'''

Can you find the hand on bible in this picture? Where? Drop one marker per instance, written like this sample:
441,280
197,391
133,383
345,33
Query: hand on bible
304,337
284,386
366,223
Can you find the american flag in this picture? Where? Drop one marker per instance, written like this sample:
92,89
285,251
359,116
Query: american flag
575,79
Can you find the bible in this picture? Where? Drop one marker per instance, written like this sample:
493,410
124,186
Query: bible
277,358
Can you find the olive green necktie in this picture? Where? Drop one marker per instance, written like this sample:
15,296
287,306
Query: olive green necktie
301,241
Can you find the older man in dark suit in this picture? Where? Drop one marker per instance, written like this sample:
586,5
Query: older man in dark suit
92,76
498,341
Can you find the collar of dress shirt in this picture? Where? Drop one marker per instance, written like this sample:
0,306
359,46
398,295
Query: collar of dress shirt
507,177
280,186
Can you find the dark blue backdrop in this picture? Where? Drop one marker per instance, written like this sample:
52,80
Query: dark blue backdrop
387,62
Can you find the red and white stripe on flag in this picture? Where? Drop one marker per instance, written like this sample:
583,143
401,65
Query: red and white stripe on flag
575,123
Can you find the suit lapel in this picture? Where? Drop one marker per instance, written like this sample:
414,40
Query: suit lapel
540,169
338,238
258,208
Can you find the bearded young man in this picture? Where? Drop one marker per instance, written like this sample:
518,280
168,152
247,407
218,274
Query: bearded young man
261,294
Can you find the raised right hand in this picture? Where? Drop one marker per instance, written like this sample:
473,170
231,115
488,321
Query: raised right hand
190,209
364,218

'''

Return the lines above, from the one containing "Can you find the bible" to the end, exactly as they stand.

Can you find the bible in this picture? Where? Drop one marker per instance, written like this sample:
493,410
124,186
Query: bible
277,358
Can you find the olive green necktie in this picture? Where? Drop one marker per instance, written like this sample:
15,296
287,306
Query: olive green necktie
301,241
Can you find the older man in dark suit in this picture? Where? Drop one marker per instance, written like this sample:
586,5
Query: older man in dark suit
92,76
498,341
Can you find the collar of dress shirt in this picture? Where? Drop one marker per instance, written like this sample:
0,306
359,46
398,295
Query: collar of dress shirt
507,177
280,186
Can you find the dark blue backdrop in this picture? Where? Drop one marker per instance, written like this sample:
52,80
Query: dark blue backdrop
387,62
Can you find the red and white stripe on flag in this picture? Where? Drop one marker per instance, written like this sample:
583,143
401,65
Query: red and white stripe on flag
575,123
Can you find the suit lapel in this picture? Where? Drop one marker per instance, written like this sample:
414,40
Query: suit lapel
540,169
338,238
258,208
Can you find the bearded young man in this picture? Where? Drop one marker per instance, written like this sample:
518,280
168,152
247,407
218,274
Query: bearded young man
261,294
Can you find the raised right hand in this picture? Where? Drop one marker per instance, written like this sample:
473,170
231,115
488,321
Query: raised right hand
190,209
364,218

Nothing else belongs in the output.